Among the entries that follow, the required portion opens with the line containing "Target: roadside barrier" and closes with the line containing "notation: point(523, 437).". Give that portion again exactly, and nothing else.

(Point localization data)
○ ○ ○ ○

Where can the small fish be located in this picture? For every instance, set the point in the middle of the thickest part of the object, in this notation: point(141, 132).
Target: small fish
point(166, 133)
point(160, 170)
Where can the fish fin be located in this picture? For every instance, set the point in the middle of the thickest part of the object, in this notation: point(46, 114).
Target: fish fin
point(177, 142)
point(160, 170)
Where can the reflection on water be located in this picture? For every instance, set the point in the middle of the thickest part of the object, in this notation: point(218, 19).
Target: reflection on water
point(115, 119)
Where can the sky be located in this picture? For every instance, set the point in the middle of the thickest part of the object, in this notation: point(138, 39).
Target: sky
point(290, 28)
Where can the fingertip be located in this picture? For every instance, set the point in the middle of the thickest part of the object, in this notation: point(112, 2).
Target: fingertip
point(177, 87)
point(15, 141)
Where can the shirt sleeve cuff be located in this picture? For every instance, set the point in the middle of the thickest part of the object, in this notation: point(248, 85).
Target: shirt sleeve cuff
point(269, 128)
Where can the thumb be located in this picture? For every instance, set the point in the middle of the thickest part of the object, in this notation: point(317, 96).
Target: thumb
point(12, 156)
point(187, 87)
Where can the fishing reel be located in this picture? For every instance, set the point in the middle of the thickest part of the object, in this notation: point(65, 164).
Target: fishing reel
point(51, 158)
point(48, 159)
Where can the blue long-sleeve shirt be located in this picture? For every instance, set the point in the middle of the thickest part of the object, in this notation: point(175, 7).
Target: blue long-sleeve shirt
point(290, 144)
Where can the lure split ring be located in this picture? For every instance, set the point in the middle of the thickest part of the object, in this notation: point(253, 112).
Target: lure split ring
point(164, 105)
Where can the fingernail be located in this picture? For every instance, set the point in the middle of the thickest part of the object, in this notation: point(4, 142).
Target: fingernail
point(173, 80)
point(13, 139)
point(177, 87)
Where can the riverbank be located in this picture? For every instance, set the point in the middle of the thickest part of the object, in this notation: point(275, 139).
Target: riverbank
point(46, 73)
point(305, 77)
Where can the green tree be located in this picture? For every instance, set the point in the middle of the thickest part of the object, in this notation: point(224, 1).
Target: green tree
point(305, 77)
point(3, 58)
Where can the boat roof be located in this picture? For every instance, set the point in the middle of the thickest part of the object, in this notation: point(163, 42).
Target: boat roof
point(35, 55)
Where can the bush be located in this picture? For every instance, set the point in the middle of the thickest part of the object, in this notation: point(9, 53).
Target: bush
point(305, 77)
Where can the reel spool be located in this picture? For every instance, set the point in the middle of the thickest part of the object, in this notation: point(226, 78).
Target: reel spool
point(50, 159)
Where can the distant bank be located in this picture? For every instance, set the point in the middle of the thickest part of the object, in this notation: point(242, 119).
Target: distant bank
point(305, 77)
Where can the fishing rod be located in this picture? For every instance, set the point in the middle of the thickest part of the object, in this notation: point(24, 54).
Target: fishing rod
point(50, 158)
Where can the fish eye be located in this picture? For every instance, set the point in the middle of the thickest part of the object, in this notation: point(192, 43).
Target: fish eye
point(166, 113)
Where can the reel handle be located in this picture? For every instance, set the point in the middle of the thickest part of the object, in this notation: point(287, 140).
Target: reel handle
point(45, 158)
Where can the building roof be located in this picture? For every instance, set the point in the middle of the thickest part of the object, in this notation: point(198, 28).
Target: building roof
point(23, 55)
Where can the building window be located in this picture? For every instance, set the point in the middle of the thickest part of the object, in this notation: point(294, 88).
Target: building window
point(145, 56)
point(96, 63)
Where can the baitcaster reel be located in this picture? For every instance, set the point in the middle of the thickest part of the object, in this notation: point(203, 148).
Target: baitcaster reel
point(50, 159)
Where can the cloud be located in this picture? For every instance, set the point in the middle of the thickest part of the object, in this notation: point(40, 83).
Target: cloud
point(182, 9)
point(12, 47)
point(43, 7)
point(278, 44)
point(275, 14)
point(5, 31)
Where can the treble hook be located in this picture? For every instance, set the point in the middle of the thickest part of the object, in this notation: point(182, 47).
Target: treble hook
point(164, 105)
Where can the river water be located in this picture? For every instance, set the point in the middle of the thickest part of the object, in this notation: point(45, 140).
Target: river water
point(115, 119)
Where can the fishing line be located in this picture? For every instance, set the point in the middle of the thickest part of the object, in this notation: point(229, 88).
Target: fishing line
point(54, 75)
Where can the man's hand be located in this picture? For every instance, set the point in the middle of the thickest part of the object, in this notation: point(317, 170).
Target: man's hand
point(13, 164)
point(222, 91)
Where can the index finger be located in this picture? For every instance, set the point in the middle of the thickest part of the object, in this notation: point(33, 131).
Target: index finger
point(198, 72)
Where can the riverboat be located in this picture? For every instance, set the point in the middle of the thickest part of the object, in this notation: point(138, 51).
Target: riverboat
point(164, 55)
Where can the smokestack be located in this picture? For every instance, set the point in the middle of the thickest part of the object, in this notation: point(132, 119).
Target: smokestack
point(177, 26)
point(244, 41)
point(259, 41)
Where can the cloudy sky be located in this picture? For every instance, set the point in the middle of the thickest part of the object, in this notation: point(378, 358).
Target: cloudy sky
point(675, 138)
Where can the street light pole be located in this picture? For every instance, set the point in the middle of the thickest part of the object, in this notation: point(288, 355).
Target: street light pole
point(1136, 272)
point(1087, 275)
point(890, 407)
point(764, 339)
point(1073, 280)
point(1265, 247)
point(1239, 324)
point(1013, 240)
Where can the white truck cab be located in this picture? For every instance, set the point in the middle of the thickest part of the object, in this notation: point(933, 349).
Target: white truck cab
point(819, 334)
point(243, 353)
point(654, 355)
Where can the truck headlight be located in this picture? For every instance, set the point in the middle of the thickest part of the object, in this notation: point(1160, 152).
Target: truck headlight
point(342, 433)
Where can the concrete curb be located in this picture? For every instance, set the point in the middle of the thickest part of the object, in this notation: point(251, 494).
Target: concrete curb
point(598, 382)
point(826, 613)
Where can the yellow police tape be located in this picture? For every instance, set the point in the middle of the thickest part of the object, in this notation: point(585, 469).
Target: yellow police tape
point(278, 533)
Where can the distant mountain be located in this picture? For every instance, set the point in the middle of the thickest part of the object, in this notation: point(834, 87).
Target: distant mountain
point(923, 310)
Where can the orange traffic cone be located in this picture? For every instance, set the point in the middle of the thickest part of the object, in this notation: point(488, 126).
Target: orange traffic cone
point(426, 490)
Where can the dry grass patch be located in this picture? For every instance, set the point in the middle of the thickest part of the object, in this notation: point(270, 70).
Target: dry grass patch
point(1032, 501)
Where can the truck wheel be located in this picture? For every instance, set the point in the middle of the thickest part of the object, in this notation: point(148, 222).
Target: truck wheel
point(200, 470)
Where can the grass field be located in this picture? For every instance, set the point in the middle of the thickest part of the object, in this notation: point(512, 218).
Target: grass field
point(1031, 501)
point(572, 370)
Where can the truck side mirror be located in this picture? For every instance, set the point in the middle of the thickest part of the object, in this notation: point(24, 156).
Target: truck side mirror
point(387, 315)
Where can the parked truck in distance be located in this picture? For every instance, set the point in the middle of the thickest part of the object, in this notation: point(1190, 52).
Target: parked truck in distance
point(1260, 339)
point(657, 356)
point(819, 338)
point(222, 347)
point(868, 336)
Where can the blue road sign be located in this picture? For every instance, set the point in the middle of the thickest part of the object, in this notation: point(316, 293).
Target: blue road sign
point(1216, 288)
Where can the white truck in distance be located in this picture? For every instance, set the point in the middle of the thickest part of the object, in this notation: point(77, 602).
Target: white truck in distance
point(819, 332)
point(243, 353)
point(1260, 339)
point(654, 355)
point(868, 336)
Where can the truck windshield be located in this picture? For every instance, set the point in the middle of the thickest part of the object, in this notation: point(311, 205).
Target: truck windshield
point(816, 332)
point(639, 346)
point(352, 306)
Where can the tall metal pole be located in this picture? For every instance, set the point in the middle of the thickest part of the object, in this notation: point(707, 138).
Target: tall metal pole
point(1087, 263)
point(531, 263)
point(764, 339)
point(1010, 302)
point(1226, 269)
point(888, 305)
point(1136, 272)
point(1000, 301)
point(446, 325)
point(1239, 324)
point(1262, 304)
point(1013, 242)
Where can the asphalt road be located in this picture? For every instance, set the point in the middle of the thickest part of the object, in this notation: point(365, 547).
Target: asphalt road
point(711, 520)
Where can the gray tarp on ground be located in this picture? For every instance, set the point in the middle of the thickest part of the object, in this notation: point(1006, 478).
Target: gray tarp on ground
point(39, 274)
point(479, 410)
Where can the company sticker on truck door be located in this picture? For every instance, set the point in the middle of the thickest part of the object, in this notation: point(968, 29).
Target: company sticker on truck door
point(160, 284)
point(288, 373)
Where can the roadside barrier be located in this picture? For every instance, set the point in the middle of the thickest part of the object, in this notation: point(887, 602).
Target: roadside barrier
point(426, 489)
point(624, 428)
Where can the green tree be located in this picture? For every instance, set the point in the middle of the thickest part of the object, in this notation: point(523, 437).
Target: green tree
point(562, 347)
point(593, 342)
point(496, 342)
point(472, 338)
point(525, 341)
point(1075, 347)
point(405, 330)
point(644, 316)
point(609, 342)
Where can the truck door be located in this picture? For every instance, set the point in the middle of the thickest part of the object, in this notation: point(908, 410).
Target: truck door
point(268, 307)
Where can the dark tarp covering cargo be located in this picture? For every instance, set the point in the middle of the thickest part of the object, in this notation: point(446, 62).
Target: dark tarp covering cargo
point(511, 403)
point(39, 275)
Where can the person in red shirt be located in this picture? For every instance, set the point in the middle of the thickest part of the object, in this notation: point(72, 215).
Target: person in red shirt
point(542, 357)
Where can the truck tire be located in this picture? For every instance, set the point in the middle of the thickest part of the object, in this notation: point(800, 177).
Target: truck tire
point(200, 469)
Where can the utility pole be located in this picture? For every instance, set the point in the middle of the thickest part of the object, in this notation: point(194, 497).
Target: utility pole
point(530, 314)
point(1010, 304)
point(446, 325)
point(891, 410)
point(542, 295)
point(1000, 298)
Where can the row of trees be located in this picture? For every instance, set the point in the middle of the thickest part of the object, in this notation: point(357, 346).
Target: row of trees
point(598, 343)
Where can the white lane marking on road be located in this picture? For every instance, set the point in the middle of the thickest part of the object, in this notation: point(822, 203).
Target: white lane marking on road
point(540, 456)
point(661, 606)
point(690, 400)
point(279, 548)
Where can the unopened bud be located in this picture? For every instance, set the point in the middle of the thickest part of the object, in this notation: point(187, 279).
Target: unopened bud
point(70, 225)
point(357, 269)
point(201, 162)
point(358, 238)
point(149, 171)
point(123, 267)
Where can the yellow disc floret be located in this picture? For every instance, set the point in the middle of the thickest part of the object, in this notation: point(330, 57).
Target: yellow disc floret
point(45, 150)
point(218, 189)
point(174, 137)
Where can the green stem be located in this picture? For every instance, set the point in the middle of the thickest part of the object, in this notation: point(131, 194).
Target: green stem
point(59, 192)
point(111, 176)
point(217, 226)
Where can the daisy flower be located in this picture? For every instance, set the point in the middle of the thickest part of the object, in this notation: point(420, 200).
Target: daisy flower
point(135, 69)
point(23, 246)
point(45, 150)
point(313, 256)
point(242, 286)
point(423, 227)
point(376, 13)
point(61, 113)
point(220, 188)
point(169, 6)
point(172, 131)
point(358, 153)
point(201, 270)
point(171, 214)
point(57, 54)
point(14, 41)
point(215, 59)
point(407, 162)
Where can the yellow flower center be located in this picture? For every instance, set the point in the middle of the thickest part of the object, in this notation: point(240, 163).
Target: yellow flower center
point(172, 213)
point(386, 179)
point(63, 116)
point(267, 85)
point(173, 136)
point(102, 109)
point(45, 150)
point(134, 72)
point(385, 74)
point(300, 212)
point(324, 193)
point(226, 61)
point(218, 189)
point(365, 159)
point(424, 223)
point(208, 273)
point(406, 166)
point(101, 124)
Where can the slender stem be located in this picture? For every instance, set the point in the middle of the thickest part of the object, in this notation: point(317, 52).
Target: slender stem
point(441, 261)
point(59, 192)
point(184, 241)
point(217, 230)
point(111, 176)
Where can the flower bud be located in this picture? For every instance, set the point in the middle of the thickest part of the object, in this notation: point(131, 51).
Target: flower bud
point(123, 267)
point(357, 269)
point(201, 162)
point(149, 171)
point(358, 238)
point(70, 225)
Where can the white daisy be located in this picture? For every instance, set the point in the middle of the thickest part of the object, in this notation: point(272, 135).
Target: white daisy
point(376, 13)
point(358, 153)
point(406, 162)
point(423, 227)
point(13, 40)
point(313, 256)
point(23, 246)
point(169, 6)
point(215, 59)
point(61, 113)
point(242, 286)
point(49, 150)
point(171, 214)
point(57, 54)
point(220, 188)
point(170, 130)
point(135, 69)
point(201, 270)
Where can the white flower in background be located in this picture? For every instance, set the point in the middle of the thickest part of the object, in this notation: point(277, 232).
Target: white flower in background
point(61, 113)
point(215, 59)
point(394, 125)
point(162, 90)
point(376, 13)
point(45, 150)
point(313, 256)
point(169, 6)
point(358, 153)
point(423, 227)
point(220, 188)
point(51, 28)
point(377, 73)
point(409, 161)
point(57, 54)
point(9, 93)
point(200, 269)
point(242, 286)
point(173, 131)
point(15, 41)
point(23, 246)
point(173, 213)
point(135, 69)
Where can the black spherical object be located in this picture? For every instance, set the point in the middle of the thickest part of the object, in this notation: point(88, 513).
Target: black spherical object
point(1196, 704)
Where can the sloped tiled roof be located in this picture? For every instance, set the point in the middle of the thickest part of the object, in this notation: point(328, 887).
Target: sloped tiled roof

○ ○ ○ ○

_Answer for the task:_
Target: roadside barrier
point(426, 489)
point(624, 428)
Where can the green tree be located in this picture? For every instance, set the point in the middle of the thickest part of the object, in this notation: point(523, 437).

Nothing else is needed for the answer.